* **STORED RECORDS**
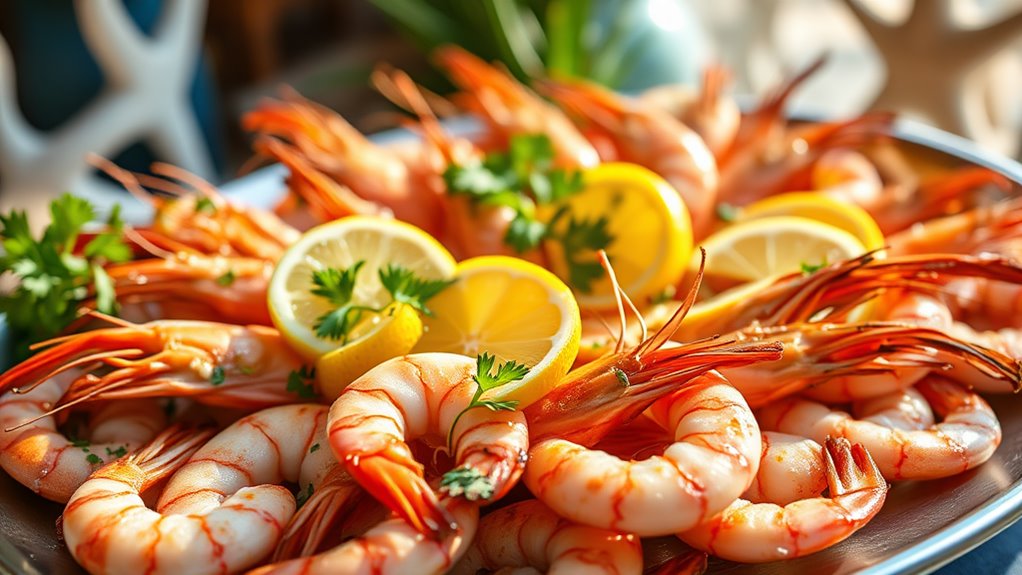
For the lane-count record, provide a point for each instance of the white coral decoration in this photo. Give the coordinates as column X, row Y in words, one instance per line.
column 146, row 98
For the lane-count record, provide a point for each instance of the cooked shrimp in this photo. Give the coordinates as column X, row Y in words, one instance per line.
column 509, row 108
column 528, row 534
column 710, row 112
column 906, row 410
column 232, row 289
column 791, row 468
column 336, row 170
column 391, row 547
column 651, row 138
column 216, row 364
column 416, row 396
column 44, row 460
column 109, row 530
column 712, row 461
column 965, row 438
column 283, row 444
column 760, row 532
column 847, row 362
column 204, row 221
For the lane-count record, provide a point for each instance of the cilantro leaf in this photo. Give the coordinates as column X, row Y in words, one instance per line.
column 468, row 482
column 485, row 380
column 296, row 383
column 405, row 287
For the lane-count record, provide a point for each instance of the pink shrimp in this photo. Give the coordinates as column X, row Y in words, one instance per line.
column 528, row 534
column 204, row 221
column 651, row 138
column 44, row 460
column 760, row 532
column 216, row 364
column 967, row 436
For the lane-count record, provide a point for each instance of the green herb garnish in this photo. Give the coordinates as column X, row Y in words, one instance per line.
column 337, row 285
column 484, row 381
column 52, row 277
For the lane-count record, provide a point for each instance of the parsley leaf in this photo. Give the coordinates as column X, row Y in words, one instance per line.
column 809, row 269
column 484, row 381
column 468, row 482
column 405, row 287
column 296, row 383
column 52, row 277
column 520, row 180
column 337, row 285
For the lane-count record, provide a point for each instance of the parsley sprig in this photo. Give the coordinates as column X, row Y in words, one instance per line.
column 522, row 179
column 484, row 381
column 467, row 481
column 337, row 286
column 54, row 277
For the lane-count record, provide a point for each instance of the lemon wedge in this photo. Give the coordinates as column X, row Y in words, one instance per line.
column 512, row 309
column 648, row 225
column 754, row 249
column 815, row 205
column 340, row 244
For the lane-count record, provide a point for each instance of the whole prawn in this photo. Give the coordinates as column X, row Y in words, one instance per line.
column 760, row 532
column 44, row 460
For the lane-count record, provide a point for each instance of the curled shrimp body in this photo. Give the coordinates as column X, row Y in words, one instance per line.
column 422, row 396
column 509, row 108
column 760, row 532
column 216, row 364
column 109, row 530
column 710, row 112
column 391, row 547
column 651, row 138
column 528, row 534
column 791, row 468
column 965, row 438
column 712, row 461
column 232, row 289
column 44, row 460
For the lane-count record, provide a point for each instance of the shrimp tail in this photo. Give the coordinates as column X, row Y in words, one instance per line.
column 689, row 562
column 850, row 470
column 395, row 478
column 319, row 517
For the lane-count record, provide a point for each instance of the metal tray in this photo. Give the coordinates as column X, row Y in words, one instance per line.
column 923, row 525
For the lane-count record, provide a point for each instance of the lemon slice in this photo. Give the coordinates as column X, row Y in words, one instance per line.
column 815, row 205
column 375, row 340
column 376, row 241
column 767, row 247
column 514, row 310
column 649, row 225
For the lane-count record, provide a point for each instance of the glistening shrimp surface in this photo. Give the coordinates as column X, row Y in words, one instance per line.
column 748, row 334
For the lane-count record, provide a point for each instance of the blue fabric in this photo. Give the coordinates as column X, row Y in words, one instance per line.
column 1002, row 555
column 56, row 76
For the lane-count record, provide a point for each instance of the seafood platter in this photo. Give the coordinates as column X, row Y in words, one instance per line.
column 654, row 333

* **CHALLENGE**
Copy the entries verbatim, starting at the line that contains "of the blue" and ending with the final line of the entries, both included.

* **RESULT**
For the lane-count record, provide a point for each instance of the blue fabric in this photo. Give the coordinates as column X, row Y in words, one instance per line.
column 1002, row 555
column 56, row 76
For the lane-count record, provide a point for each instance of the seafood platter in this photo. Give the coordinates as column X, row Y in words, one instance per line.
column 654, row 333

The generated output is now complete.